PROBLEM: Count the lines in the material below that contain the word "bare". Reply with the number only.

* Start STORED DATA *

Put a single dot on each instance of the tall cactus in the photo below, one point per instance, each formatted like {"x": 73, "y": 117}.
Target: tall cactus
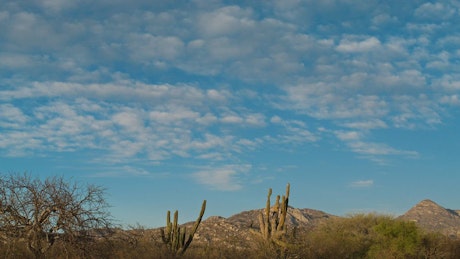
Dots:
{"x": 175, "y": 237}
{"x": 272, "y": 220}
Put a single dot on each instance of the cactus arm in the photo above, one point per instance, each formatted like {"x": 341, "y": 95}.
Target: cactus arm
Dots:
{"x": 195, "y": 227}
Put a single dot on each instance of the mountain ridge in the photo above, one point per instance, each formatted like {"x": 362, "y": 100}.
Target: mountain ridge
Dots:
{"x": 238, "y": 230}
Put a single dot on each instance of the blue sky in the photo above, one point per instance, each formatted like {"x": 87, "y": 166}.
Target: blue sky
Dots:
{"x": 168, "y": 103}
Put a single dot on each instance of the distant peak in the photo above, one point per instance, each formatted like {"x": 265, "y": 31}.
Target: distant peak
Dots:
{"x": 428, "y": 202}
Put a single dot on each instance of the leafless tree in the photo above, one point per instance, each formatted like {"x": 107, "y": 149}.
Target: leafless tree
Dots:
{"x": 41, "y": 212}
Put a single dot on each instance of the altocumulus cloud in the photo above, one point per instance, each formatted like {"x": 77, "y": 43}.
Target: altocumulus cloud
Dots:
{"x": 158, "y": 81}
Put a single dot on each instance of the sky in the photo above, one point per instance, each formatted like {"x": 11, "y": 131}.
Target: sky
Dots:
{"x": 355, "y": 103}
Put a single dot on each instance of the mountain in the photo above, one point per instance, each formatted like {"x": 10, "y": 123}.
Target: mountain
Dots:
{"x": 433, "y": 217}
{"x": 238, "y": 230}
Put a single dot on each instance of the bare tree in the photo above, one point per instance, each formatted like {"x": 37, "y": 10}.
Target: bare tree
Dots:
{"x": 41, "y": 212}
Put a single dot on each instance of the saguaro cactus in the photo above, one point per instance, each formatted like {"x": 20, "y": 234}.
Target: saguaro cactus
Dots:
{"x": 272, "y": 220}
{"x": 176, "y": 237}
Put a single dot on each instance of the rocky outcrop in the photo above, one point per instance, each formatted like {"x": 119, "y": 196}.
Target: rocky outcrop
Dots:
{"x": 433, "y": 217}
{"x": 238, "y": 230}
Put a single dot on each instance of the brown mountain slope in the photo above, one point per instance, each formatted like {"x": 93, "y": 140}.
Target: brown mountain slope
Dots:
{"x": 433, "y": 217}
{"x": 238, "y": 230}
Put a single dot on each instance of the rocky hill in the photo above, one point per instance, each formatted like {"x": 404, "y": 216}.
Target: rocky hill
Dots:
{"x": 433, "y": 217}
{"x": 238, "y": 230}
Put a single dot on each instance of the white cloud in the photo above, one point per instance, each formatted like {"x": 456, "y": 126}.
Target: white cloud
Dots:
{"x": 222, "y": 178}
{"x": 365, "y": 45}
{"x": 12, "y": 117}
{"x": 362, "y": 184}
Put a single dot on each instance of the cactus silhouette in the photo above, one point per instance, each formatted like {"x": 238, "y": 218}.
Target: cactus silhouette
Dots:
{"x": 272, "y": 219}
{"x": 175, "y": 237}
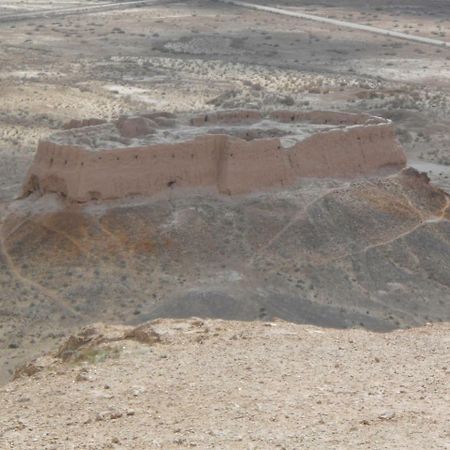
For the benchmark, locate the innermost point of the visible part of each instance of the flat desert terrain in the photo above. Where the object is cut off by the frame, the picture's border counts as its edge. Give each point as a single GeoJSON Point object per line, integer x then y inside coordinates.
{"type": "Point", "coordinates": [324, 306]}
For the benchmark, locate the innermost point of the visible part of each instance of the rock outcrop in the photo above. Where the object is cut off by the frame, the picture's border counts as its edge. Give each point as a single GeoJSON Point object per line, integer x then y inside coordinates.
{"type": "Point", "coordinates": [232, 152]}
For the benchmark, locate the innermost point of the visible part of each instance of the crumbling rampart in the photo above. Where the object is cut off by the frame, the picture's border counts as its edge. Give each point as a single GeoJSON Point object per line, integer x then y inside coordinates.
{"type": "Point", "coordinates": [231, 152]}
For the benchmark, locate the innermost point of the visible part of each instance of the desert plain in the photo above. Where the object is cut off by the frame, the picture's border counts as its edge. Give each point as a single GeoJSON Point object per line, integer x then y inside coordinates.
{"type": "Point", "coordinates": [323, 307]}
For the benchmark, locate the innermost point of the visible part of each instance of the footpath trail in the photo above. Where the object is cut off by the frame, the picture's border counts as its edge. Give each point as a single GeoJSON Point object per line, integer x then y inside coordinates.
{"type": "Point", "coordinates": [340, 23]}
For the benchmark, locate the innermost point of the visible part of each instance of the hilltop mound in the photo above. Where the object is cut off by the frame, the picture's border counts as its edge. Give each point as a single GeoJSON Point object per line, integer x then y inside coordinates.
{"type": "Point", "coordinates": [233, 152]}
{"type": "Point", "coordinates": [214, 384]}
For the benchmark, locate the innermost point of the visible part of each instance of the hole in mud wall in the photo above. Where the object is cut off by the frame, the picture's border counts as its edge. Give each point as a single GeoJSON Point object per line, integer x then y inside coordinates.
{"type": "Point", "coordinates": [94, 195]}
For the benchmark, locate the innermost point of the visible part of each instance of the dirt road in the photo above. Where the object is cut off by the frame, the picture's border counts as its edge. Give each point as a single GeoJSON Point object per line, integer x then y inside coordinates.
{"type": "Point", "coordinates": [341, 23]}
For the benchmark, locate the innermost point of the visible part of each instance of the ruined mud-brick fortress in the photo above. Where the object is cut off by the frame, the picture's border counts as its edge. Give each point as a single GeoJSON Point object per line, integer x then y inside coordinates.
{"type": "Point", "coordinates": [233, 152]}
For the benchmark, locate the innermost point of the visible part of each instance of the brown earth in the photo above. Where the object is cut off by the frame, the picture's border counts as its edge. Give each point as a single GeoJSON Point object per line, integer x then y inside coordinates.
{"type": "Point", "coordinates": [219, 384]}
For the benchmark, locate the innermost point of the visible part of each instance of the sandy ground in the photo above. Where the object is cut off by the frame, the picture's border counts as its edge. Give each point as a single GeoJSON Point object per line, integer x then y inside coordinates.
{"type": "Point", "coordinates": [215, 384]}
{"type": "Point", "coordinates": [201, 55]}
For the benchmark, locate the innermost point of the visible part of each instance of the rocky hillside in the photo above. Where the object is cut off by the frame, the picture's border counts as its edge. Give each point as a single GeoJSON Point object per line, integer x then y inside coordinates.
{"type": "Point", "coordinates": [216, 384]}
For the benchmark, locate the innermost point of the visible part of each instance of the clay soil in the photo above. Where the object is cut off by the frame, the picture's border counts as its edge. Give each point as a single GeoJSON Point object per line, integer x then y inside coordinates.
{"type": "Point", "coordinates": [229, 384]}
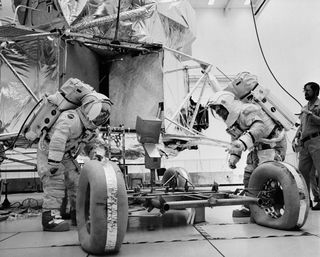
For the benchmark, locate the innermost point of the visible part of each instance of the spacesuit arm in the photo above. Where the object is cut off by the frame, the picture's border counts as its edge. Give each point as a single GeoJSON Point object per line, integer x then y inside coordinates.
{"type": "Point", "coordinates": [315, 119]}
{"type": "Point", "coordinates": [58, 140]}
{"type": "Point", "coordinates": [256, 131]}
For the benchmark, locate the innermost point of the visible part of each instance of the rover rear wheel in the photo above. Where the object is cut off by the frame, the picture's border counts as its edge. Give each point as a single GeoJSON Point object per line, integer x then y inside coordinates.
{"type": "Point", "coordinates": [283, 193]}
{"type": "Point", "coordinates": [102, 208]}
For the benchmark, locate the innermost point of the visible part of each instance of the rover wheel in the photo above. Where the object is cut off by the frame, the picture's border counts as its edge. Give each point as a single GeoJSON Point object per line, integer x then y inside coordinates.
{"type": "Point", "coordinates": [283, 193]}
{"type": "Point", "coordinates": [102, 208]}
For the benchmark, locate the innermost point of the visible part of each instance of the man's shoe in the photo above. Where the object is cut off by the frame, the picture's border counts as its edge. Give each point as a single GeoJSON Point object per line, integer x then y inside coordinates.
{"type": "Point", "coordinates": [241, 213]}
{"type": "Point", "coordinates": [316, 207]}
{"type": "Point", "coordinates": [52, 221]}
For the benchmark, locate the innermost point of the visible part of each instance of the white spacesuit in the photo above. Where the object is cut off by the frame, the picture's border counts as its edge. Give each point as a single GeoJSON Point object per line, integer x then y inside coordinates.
{"type": "Point", "coordinates": [56, 162]}
{"type": "Point", "coordinates": [250, 129]}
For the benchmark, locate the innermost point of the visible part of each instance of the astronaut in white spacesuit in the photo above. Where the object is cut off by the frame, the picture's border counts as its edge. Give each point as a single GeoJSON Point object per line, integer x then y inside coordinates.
{"type": "Point", "coordinates": [250, 129]}
{"type": "Point", "coordinates": [57, 167]}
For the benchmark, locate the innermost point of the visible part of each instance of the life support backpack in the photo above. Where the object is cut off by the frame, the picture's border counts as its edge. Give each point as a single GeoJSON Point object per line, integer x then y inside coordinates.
{"type": "Point", "coordinates": [69, 96]}
{"type": "Point", "coordinates": [247, 89]}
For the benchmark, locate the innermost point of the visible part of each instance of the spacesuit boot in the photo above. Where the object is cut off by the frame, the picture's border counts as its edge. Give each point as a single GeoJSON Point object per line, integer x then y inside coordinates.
{"type": "Point", "coordinates": [244, 212]}
{"type": "Point", "coordinates": [316, 207]}
{"type": "Point", "coordinates": [52, 221]}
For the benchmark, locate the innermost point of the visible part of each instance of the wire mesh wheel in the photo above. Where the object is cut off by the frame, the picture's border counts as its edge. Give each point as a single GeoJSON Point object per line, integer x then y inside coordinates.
{"type": "Point", "coordinates": [102, 208]}
{"type": "Point", "coordinates": [283, 193]}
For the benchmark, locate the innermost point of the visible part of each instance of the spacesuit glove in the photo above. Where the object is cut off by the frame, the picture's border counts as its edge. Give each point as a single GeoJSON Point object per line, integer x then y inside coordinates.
{"type": "Point", "coordinates": [53, 166]}
{"type": "Point", "coordinates": [236, 147]}
{"type": "Point", "coordinates": [233, 160]}
{"type": "Point", "coordinates": [296, 145]}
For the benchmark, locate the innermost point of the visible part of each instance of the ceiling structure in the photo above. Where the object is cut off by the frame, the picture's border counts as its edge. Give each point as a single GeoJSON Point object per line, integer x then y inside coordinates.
{"type": "Point", "coordinates": [227, 5]}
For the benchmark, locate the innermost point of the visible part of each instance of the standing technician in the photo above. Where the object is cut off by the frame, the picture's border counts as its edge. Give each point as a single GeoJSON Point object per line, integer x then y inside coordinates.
{"type": "Point", "coordinates": [308, 134]}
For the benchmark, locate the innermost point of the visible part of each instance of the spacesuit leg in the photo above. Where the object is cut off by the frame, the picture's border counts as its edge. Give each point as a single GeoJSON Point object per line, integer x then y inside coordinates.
{"type": "Point", "coordinates": [53, 193]}
{"type": "Point", "coordinates": [72, 183]}
{"type": "Point", "coordinates": [252, 163]}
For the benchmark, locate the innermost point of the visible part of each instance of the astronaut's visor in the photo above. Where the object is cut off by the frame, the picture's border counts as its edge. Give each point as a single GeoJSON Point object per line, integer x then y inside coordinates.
{"type": "Point", "coordinates": [219, 111]}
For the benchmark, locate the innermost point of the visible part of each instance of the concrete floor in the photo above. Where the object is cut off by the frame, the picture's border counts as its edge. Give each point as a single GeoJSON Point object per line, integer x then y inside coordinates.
{"type": "Point", "coordinates": [170, 235]}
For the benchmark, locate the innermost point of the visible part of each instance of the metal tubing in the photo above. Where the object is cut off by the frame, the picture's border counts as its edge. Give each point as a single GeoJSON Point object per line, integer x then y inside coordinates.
{"type": "Point", "coordinates": [18, 76]}
{"type": "Point", "coordinates": [210, 203]}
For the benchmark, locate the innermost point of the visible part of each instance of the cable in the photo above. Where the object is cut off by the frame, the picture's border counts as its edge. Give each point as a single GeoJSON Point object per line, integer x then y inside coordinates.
{"type": "Point", "coordinates": [264, 58]}
{"type": "Point", "coordinates": [22, 126]}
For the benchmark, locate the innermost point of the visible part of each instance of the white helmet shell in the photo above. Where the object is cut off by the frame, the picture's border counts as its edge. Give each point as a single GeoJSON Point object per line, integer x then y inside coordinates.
{"type": "Point", "coordinates": [96, 108]}
{"type": "Point", "coordinates": [229, 102]}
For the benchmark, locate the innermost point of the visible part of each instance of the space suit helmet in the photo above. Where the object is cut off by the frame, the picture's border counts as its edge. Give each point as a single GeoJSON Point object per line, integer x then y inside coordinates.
{"type": "Point", "coordinates": [96, 109]}
{"type": "Point", "coordinates": [223, 104]}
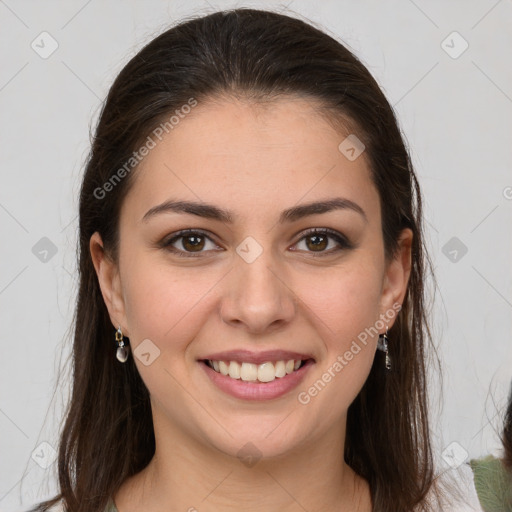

* End STORED DATA *

RESULT OF THE EXERCISE: 2